◆ **Aim**: Pull out every line in the entries below that contains the word "face", with case counting.

§

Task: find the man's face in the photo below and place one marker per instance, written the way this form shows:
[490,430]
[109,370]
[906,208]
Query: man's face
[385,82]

§

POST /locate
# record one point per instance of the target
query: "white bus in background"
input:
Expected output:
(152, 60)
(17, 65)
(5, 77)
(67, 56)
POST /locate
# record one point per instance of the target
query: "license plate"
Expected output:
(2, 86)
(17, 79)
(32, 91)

§

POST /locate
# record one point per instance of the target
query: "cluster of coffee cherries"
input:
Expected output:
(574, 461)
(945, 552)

§

◆ **Result**:
Task: find the man's face in the photo below and place one marker per instance, written the way this form shows:
Query: man's face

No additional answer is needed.